──────── TEXTE FOURNI

Aller au contenu principal

Y-a-t-il eu danger à bord du Mega Express Five de Corsica Ferries les 31 mai et 1er juin dernier ? C’est la question qui agite, depuis quelques jours, les syndicats, notamment ceux de la SNCM, ainsi que certains médias. Le Mega Express Five est  un navire effectuant les rotations entre la Corse et le continent. Immatriculé en Italie, construit en 1993 et remis en service en 2009 après une importante refonte, il mesure 177 mètres de long. Le 31 mai, le Mega Express Five appareille du port corse de l’Ile Rousse avec 910 passagers et 86 membres d’équipage  en direction de Toulon. Peu après sa sortie du chenal, une vibration est ressentie à bord. Le navire continue sa route. Il débarque ses passagers à Toulon et repart vers Bastia, avec 798 passagers et 87 membres d’équipage, dans la matinée du lendemain (1er juin). Arrivé devant Bastia, le Mega Express Five prend son pilote. Peu de temps après, un black-out (interruption de l’alimentation électrique) intervient. Le Centre régional opérationnel de surveillance et de sauvetage Méditerranée (CROSS MED), et plus précisément le CROSS Corse qui en dépend, est prévenu de l’incident qui a été de courte durée. Un remorqueur se positionne à titre de précaution. Le ferry effectue le débarquement de ses passagers et repart vers l’Ile Rousse, puis à nouveau vers Toulon. Arrivé dans le port varois et après que l’équipage ait constaté, durant le transit retour, un envahissement d’eau dans le double fond du navire, le ferry est immobilisé pour être inspecté par des plongeurs, sous la supervision des inspecteurs de Rina, sa société de classification. Après leur intervention, le Mega Express Five appareille pour La Spezia, où il arrive le 2 juin. Il restera en cale sèche 7 jours pour y subir des travaux de tôlerie destinés à réparer les dommages consécutifs à ce qui apparaît comme un talonnage : 50 mètres de tôle sont enfoncés. Le Mega Express Five reprend sa ligne le 9 juin.

────────────────

→ TÂCHE DEMANDÉE A: Extrayez le texte fourni en entier, à l'identique.
Le texte et les enregistrements proviennent de sources distinctes.

──────── ENREGISTREMENTS FOURNIS

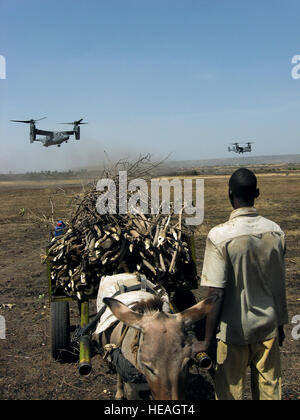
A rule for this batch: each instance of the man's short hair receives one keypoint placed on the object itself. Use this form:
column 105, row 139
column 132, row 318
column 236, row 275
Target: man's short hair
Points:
column 243, row 183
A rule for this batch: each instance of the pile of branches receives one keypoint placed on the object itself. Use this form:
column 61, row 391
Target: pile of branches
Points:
column 95, row 245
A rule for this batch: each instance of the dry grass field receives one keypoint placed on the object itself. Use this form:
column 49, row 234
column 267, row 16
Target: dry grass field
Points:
column 26, row 368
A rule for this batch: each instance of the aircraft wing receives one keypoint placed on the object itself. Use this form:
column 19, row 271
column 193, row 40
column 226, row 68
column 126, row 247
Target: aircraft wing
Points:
column 43, row 132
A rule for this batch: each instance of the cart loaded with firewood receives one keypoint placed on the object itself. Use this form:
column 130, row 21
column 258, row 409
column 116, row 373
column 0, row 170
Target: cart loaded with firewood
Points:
column 92, row 245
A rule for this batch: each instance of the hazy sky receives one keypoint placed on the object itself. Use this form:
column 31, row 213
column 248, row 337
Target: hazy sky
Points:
column 158, row 76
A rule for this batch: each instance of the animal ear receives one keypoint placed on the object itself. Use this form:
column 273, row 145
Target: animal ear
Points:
column 198, row 311
column 123, row 313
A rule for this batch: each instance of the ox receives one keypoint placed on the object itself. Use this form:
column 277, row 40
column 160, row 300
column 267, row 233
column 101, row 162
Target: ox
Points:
column 162, row 343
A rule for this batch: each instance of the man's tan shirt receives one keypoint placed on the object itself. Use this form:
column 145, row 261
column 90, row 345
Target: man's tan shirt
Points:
column 246, row 257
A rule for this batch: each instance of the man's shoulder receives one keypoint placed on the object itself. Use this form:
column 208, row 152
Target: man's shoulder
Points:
column 237, row 227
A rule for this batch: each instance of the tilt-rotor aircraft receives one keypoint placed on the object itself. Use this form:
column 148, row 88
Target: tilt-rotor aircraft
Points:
column 52, row 138
column 240, row 149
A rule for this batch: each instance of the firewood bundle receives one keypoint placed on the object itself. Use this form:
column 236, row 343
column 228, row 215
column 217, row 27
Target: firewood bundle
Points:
column 96, row 245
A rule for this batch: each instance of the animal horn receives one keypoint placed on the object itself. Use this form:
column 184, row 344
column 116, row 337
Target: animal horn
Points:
column 123, row 313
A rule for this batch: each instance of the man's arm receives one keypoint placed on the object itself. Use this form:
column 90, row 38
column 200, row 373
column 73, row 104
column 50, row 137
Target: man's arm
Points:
column 212, row 321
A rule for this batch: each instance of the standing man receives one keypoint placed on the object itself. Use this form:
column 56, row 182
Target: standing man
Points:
column 244, row 265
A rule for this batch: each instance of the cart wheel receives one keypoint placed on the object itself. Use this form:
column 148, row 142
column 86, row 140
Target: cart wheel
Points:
column 60, row 329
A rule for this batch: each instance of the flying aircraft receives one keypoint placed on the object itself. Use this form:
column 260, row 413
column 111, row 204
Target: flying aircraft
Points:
column 52, row 138
column 240, row 149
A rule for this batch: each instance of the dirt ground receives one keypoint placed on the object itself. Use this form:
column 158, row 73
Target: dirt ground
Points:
column 26, row 368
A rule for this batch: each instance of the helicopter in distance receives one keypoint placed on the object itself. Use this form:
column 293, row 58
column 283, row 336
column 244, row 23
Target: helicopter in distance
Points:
column 240, row 149
column 52, row 138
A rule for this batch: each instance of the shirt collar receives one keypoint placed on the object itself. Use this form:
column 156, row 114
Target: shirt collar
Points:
column 243, row 211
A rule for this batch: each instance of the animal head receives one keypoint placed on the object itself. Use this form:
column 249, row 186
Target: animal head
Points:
column 166, row 347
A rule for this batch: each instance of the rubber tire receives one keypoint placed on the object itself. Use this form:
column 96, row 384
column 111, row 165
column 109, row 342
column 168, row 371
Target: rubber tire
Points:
column 60, row 329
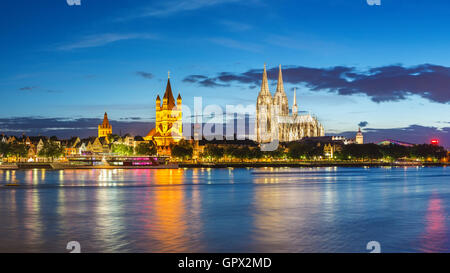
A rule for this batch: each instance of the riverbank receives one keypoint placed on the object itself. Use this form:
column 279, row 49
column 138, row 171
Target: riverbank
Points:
column 304, row 164
column 63, row 166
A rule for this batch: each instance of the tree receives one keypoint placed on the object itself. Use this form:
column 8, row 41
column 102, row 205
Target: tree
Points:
column 122, row 149
column 182, row 149
column 147, row 148
column 51, row 149
column 5, row 149
column 213, row 151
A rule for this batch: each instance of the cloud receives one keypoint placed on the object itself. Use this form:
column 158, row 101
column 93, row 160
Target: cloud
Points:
column 416, row 134
column 31, row 88
column 145, row 75
column 235, row 26
column 381, row 84
column 65, row 128
column 173, row 7
column 226, row 42
column 28, row 88
column 103, row 39
column 363, row 124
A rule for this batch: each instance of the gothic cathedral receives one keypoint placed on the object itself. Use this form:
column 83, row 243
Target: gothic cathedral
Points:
column 168, row 127
column 273, row 120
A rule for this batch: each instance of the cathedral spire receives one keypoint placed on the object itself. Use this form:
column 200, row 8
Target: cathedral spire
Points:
column 105, row 123
column 168, row 95
column 265, row 84
column 280, row 87
column 294, row 105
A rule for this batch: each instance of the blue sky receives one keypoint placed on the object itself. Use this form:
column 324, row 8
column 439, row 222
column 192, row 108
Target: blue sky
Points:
column 76, row 62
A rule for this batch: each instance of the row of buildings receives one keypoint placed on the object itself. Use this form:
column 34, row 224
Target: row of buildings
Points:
column 274, row 120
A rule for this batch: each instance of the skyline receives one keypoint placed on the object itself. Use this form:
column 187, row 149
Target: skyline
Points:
column 384, row 67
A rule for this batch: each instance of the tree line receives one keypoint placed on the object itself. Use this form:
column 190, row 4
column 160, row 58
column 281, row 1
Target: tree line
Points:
column 312, row 151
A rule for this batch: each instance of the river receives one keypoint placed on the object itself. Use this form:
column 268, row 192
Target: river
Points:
column 226, row 210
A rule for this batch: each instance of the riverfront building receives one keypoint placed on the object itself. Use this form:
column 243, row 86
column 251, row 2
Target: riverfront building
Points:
column 105, row 129
column 168, row 126
column 273, row 120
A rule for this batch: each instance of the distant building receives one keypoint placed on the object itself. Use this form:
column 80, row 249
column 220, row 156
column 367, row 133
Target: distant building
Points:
column 273, row 120
column 394, row 142
column 359, row 139
column 105, row 129
column 168, row 127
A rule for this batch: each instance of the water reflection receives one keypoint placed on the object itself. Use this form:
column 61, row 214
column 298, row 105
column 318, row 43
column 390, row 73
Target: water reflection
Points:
column 435, row 237
column 225, row 210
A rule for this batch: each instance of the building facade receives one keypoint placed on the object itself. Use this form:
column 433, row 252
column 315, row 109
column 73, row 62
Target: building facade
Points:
column 168, row 126
column 105, row 129
column 359, row 139
column 273, row 120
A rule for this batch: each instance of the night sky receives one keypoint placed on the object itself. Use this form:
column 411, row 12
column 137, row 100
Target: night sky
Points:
column 385, row 68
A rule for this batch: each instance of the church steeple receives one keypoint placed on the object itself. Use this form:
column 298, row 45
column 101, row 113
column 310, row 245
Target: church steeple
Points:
column 294, row 105
column 280, row 87
column 105, row 123
column 168, row 98
column 280, row 99
column 265, row 84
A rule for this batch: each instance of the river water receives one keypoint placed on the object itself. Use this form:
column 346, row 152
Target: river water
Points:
column 226, row 210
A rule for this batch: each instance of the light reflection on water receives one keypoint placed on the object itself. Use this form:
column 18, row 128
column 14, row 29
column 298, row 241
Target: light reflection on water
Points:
column 226, row 210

────────────────

→ TÂCHE DEMANDÉE B: Dans les enregistrements, reprenez uniquement le passage allant de leur début jusqu'à la ligne contenant « column 95, row 245 », les deux bornes comprises, en substituant « Cible » à « Target » et sans rien modifier d'autre. Laissez les images de côté, s'il vous plaît.

→ RÉSULTAT FINAL A:
Aller au contenu principal

Y-a-t-il eu danger à bord du Mega Express Five de Corsica Ferries les 31 mai et 1er juin dernier ? C’est la question qui agite, depuis quelques jours, les syndicats, notamment ceux de la SNCM, ainsi que certains médias. Le Mega Express Five est  un navire effectuant les rotations entre la Corse et le continent. Immatriculé en Italie, construit en 1993 et remis en service en 2009 après une importante refonte, il mesure 177 mètres de long. Le 31 mai, le Mega Express Five appareille du port corse de l’Ile Rousse avec 910 passagers et 86 membres d’équipage  en direction de Toulon. Peu après sa sortie du chenal, une vibration est ressentie à bord. Le navire continue sa route. Il débarque ses passagers à Toulon et repart vers Bastia, avec 798 passagers et 87 membres d’équipage, dans la matinée du lendemain (1er juin). Arrivé devant Bastia, le Mega Express Five prend son pilote. Peu de temps après, un black-out (interruption de l’alimentation électrique) intervient. Le Centre régional opérationnel de surveillance et de sauvetage Méditerranée (CROSS MED), et plus précisément le CROSS Corse qui en dépend, est prévenu de l’incident qui a été de courte durée. Un remorqueur se positionne à titre de précaution. Le ferry effectue le débarquement de ses passagers et repart vers l’Ile Rousse, puis à nouveau vers Toulon. Arrivé dans le port varois et après que l’équipage ait constaté, durant le transit retour, un envahissement d’eau dans le double fond du navire, le ferry est immobilisé pour être inspecté par des plongeurs, sous la supervision des inspecteurs de Rina, sa société de classification. Après leur intervention, le Mega Express Five appareille pour La Spezia, où il arrive le 2 juin. Il restera en cale sèche 7 jours pour y subir des travaux de tôlerie destinés à réparer les dommages consécutifs à ce qui apparaît comme un talonnage : 50 mètres de tôle sont enfoncés. Le Mega Express Five reprend sa ligne le 9 juin.

→ RÉSULTAT FINAL B:
A rule for this batch: each instance of the man's short hair receives one keypoint placed on the object itself. Use this form:
column 105, row 139
column 132, row 318
column 236, row 275
Cible: man's short hair
Points:
column 243, row 183
A rule for this batch: each instance of the pile of branches receives one keypoint placed on the object itself. Use this form:
column 61, row 391
Cible: pile of branches
Points:
column 95, row 245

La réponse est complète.